(Teks)
==*==

Mubadalah.id – Rasuna Said lahir di tanah Sumatra Barat dari keluarga yang sangat memperhatikan pendidikan. Ayahnya bernama Muhamad Said adalah seorang saudagar kaya yang mewariskan langsung darah aktivis kepada Rasuna Said.
Sejak kecil, Rasuna sudah menempuh pendidikan yang berbasis agama. Pada tahun 1918, Rasuna memulai pendidikannya di Volkschool Maninjau. Lanjut di pesantren Ar-Rasyidiyah yang diasuh langsung oleh Syeikh Abdul Rasyid. Rasuna menjadi satu-satunya santri perempuan di pesantren tersebut.
Tidak sampai di situ, Rasuna melanjutkan pendidikannya di Madrasatul Lil Banat atau Diniyah School Putri yang pimpinan Zainudin Labay El-Yunussy. Setelah Zainudin wafat, sekolah tersebut dipimpin oleh adiknya yang bernama Rahmah. Di sana, Rasuna belajar bersama Rahmah. Keduanya menjadi perempuan berpengaruh di Minangkabau.
Pengalaman mengajar Rasuna pertama kali ia lakukan di Diniyah School Putri. Saat yang bersamaan Ia masih duduk di kelas lima dan enam. Karena kecerdasannya, maka tidak masalah ketika Ia harus mengajar kelas di bawahnya. Tidak berselang lama perhatiannya tertuju pada gerakan politik ‘kuminih’ pimpinan guru agama Sumatra Padang Panjang bernama H. Ahmad Chatib.
Meski demikian, pendidikan masih menjadi prioritas utamanya. Terbukti dengan langkah Rasuna yang melanjutkan pendidikannya di sekolah milik Haji Abdul Majid. Kemudian pindah ke sekolah putri atau meisjesschool untuk mendapat keahlian berupa memasak, menjahit, dan urusan rumah tangga lainnya.
Pahlawan Perempuan
Rasuna Said adalah pahlawan perempuan yang sangat memerhatikan potensi, harkat, dan martabat perempuan. Tidak hanya politik, langkahnya diperluas dalam bidang pendidikan. Baginya, pendidikan dan politik harus bergerak seimbang dalam upaya meningkatkan kesejahteraan sumber daya manusia.
Karena kepiawaiannya dalam strategi politik, membuatnya tergabung dalam partai Serikat Islam Indonesia dan Persatuan Muslimin Indonesia. Aturan dalam partai Serikat Islam Indonesia (PSII) tidak membolehkan anggotanya merangkap dalam partai lain. Akhirnya, Rasuna memilih bertahan dalam partai Persatuan Muslimin Indonesia (PERMI) dan keluar dari partai Serikat Islam Indonesia. Menurutnya PERMI lebih berhasil dalam strategi politiknya.

==*==

(Latihan) Menurut teks tentang Rasuna Said, partai apa yang akhirnya ia pilih untuk tetap bertahan? Baris-baris di bawah ini tidak ada hubungannya dengan teks.

==*==

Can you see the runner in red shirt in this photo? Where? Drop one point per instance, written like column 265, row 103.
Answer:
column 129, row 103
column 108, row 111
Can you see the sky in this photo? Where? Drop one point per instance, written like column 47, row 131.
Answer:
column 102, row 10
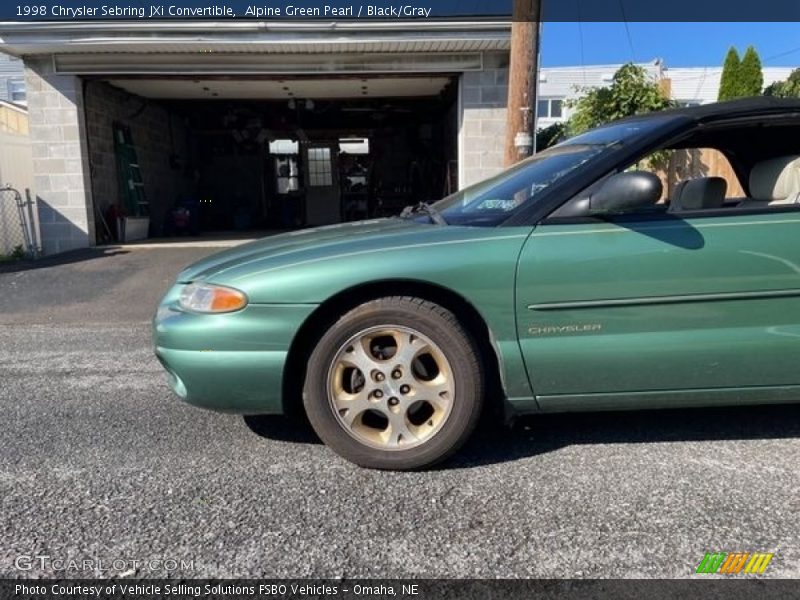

==*==

(Jawaban) Partai Persatuan Muslimin Indonesia (PERMI).